Labeled-object pointing entries:
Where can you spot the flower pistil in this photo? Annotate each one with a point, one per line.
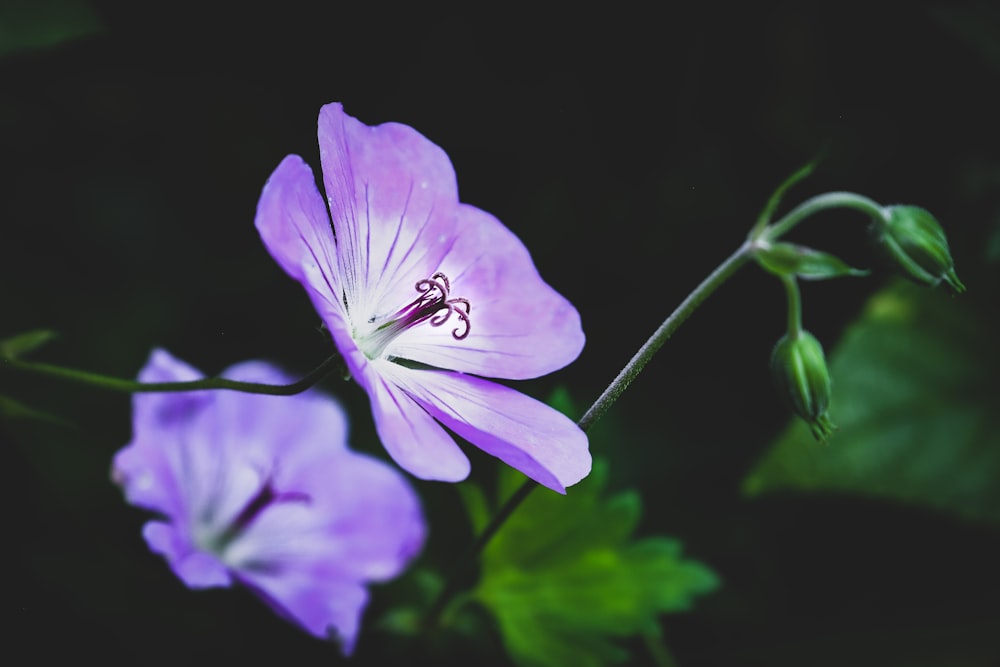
(435, 305)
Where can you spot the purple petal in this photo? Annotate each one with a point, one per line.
(326, 607)
(524, 433)
(147, 468)
(520, 327)
(393, 200)
(413, 439)
(195, 568)
(263, 489)
(295, 227)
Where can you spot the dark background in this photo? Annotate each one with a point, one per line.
(630, 150)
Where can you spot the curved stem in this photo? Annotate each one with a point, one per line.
(794, 306)
(663, 333)
(132, 386)
(596, 411)
(815, 205)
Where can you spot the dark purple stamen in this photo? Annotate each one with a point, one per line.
(434, 306)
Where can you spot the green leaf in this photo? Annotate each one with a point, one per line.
(27, 25)
(22, 344)
(787, 259)
(772, 204)
(11, 409)
(915, 388)
(564, 577)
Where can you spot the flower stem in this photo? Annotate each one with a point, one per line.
(132, 386)
(815, 205)
(596, 411)
(794, 306)
(663, 333)
(761, 234)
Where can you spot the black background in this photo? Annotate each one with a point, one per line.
(630, 150)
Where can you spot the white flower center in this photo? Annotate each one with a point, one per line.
(434, 305)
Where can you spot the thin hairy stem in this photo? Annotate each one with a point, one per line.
(595, 412)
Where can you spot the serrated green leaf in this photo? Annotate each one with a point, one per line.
(564, 577)
(916, 383)
(788, 259)
(21, 344)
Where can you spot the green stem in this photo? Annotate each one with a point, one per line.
(815, 205)
(794, 306)
(596, 411)
(132, 386)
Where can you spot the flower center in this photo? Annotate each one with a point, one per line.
(265, 497)
(434, 305)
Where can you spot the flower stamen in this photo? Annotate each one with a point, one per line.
(435, 305)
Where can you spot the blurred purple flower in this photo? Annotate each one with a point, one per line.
(263, 491)
(423, 295)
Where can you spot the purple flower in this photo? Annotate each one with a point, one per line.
(424, 296)
(263, 490)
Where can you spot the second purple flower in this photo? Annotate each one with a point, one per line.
(424, 297)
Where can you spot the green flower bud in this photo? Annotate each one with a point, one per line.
(917, 245)
(799, 371)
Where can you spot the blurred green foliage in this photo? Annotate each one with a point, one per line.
(565, 576)
(916, 393)
(28, 25)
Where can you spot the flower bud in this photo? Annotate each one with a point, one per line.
(799, 371)
(918, 247)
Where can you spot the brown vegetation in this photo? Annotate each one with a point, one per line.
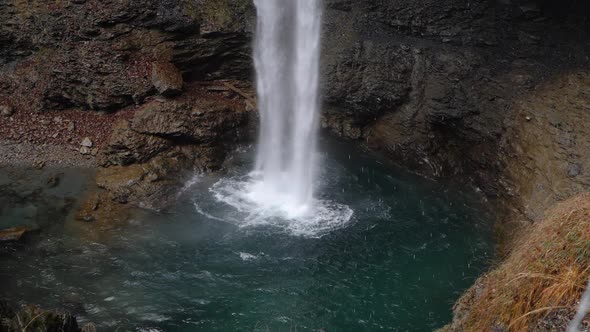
(546, 272)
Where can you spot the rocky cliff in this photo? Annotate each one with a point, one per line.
(491, 92)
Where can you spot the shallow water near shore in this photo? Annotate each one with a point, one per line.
(405, 255)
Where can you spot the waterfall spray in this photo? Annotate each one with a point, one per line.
(287, 57)
(280, 190)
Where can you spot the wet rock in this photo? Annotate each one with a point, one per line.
(574, 170)
(127, 146)
(53, 180)
(86, 142)
(6, 110)
(39, 164)
(101, 208)
(6, 315)
(167, 79)
(196, 120)
(89, 327)
(12, 234)
(84, 150)
(31, 318)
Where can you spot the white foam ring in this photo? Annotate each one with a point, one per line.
(258, 206)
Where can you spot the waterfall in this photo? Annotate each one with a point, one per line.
(287, 57)
(279, 191)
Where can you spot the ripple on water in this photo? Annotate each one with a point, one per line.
(250, 210)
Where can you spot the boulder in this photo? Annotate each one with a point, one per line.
(127, 146)
(194, 120)
(167, 79)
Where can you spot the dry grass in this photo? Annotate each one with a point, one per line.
(547, 270)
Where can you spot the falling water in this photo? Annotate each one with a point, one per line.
(287, 56)
(280, 190)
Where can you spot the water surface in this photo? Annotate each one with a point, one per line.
(409, 250)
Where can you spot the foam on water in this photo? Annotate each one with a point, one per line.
(256, 205)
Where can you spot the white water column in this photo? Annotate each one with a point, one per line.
(287, 60)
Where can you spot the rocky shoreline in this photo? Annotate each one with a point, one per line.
(492, 93)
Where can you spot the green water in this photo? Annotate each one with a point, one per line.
(411, 247)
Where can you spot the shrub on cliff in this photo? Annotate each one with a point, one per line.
(540, 283)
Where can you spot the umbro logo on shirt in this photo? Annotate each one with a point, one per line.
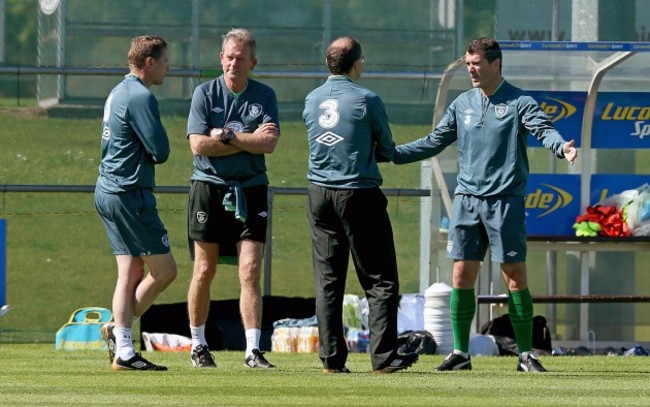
(329, 139)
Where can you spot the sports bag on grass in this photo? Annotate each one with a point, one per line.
(82, 331)
(504, 334)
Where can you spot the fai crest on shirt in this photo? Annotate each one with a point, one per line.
(255, 110)
(500, 110)
(468, 116)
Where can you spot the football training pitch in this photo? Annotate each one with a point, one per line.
(39, 375)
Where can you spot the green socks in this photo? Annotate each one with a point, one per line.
(520, 306)
(462, 305)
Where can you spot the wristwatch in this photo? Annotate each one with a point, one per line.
(225, 135)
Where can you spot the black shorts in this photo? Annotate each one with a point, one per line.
(209, 222)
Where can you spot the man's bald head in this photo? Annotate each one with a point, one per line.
(341, 55)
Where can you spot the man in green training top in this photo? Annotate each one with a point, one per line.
(134, 141)
(491, 123)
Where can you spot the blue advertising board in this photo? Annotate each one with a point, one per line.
(552, 204)
(565, 109)
(605, 185)
(621, 119)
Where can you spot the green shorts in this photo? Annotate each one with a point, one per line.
(209, 222)
(132, 223)
(480, 222)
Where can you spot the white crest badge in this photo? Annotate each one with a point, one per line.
(500, 110)
(468, 116)
(255, 109)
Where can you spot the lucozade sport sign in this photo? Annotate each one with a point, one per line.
(621, 119)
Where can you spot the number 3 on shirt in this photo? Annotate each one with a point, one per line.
(330, 116)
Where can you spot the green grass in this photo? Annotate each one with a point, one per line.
(39, 375)
(58, 257)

Work instructions: Write the lines above out again exactly, without any of their pictures.

Output for this exercise:
Where can you spot the flower pistil in this photo? Annotate each one with a point, one per line.
(435, 305)
Where can you spot the purple petal in this photo? Annotate each one with a point, one per line.
(326, 607)
(524, 433)
(147, 468)
(520, 327)
(393, 200)
(413, 439)
(195, 568)
(263, 489)
(295, 227)
Where can you spot the dark background in this photo? Annotate each one with a point, one per line.
(630, 150)
Where can you spot the curved stem in this photo? Annotate each one with a point, one per line.
(794, 306)
(663, 333)
(132, 386)
(596, 411)
(815, 205)
Where can you spot the dark purple stamen in this photo? Annotate each one with a point, one per line.
(434, 306)
Where can you spot the green leaf in this photo? Annotate each one with a point, one per line.
(27, 25)
(22, 344)
(787, 259)
(772, 204)
(11, 409)
(915, 388)
(564, 577)
Where can you spot the flower stem in this photo? Annotate each one with a point, one per line.
(132, 386)
(815, 205)
(596, 411)
(794, 306)
(663, 333)
(761, 234)
Where can you spot the black background in this photo? Annotate each one with a point, one per line.
(630, 150)
Where can you spot the white flower center in this photo? Annotate each one with a point, one per line.
(434, 305)
Where can you spot the thin hairy stem in this photo? Annotate each one with a point, one per line.
(595, 412)
Where can you spot the serrated green leaf in this photo? Annotate each one with a point, one per line.
(564, 577)
(916, 383)
(788, 259)
(21, 344)
Where can you spot the green stem in this photo? Annotate each one with a point, one per line.
(815, 205)
(794, 306)
(596, 411)
(132, 386)
Where can you spot the flower center in this photo? Annotate each one with a point, one per line.
(265, 497)
(434, 305)
Where can you spot the flower stamen in this photo? Annotate each one with a point, one per line.
(435, 305)
Where can you spot the blurred purple flower in this photo? Annotate each one with a point, one per line.
(263, 491)
(423, 295)
Where can you spot the purple flower in this photo? Annotate each one with a point, one per line.
(424, 296)
(263, 490)
Where can you spot the second purple flower in this photo? Annotate each one with a point, one per line.
(424, 297)
Where can you spot the green flower bud in this photo? Annotate each one with a point, one per line.
(917, 245)
(799, 371)
Where can you spot the blurred green foliage in this photo? Annotate each one with a point, one per line.
(565, 576)
(916, 393)
(28, 25)
Where can you spot the flower bud in this photo? Annotate each one with a point, one per line.
(799, 371)
(918, 247)
Where can you spot the brown vegetation in this photo? Annotate each one with a point, one per line.
(546, 272)
Where can you spot the rocky cliff in this photo? Annotate each one with a point, one per line.
(491, 92)
Where can you spot the shallow water near shore in this photo? Annotate each one with a point, one per line.
(405, 255)
Where can you spot the waterfall spray in this photo? Annotate each one with a point, one per line.
(287, 57)
(280, 190)
Where can you spot the wet rock in this photo? Annotate each one with a point, one per line.
(574, 170)
(127, 146)
(53, 180)
(86, 142)
(6, 110)
(39, 164)
(101, 208)
(6, 315)
(167, 79)
(196, 120)
(89, 327)
(12, 234)
(84, 150)
(31, 318)
Where can you spot the white foam ring in this photo? Annotate each one with a point, one per line.
(258, 206)
Where can you spot the waterfall in this photo? Annotate each one with a point, one per line.
(287, 57)
(279, 191)
Where can you spot the ripple on water in this photo? Annotate each one with a point, one per line.
(250, 210)
Where can you spot the boulder in this photo? Annotate each one with a point, one per line.
(127, 146)
(194, 120)
(167, 79)
Where can you spot the dry grass in this photo? Annotate each one with a point, one per line.
(547, 270)
Where can you spot the falling water in this photo? Annotate each one with a point, one per line.
(287, 56)
(280, 190)
Where can you spot the water surface in this photo? Annotate each one with a point, one per line.
(409, 250)
Where can you spot the foam on water in this photo? Annotate each one with a point, one per line.
(256, 205)
Where can you spot the white water column in this photo? Annotate each one with a point, one per line.
(287, 60)
Where can you spot the rocky shoreline in this photo? Annotate each one with a point, one per line.
(492, 93)
Where can you spot the green water in this photo? Annotate each one with a point, one per line.
(411, 247)
Where can you spot the shrub on cliff in this photo? Annotate each one with a point, one per line.
(540, 283)
Where can you spot the umbro logo on shirt in this photo? Annotate each one with a point, one per line.
(329, 139)
Where can you spot the sports bag on grass in this photo? Annotate each one with a point, one per line.
(82, 331)
(504, 334)
Where can you spot the fai crest on shirt in this photo? Annotate each one with a point, one per line.
(255, 110)
(500, 110)
(468, 116)
Where can you spot the football training pitch in this photo? Annotate each one with a point, one per line.
(39, 375)
Where can you spot the green socks in this photo? Annotate each one with a point, one per line.
(520, 306)
(462, 305)
Where can you spot the wristwatch in this photo? Annotate each one with a point, one per line.
(225, 135)
Where can you spot the black shorts in this photo? Annotate each one with a point, one per line.
(209, 222)
Where can you spot the man's bald head in this photo? Annotate each one with a point, one per line.
(341, 55)
Where can you spot the man in green training top in this photo? Annotate each one with a point, one per line.
(134, 141)
(491, 123)
Where can you spot the blue advertising board in this photo? Annotate each one with a point, one per line.
(552, 204)
(565, 109)
(605, 185)
(621, 119)
Where can you spot the green shorts in this photo? Annotate each one with a point, one per line.
(209, 222)
(132, 223)
(480, 222)
Where can you spot the white crest badge in this photo? Annotate each one with a point, one per line.
(500, 110)
(468, 116)
(255, 109)
Where can you spot the lucozade sport sign in this photo? Annotate each one with a point, one per line.
(621, 119)
Where can you spot the number 3 on shirt in this photo? Annotate each one with a point, one per line.
(330, 116)
Where can you spot the green grass in this photo? Annotate each one with a point, one per line.
(39, 375)
(58, 257)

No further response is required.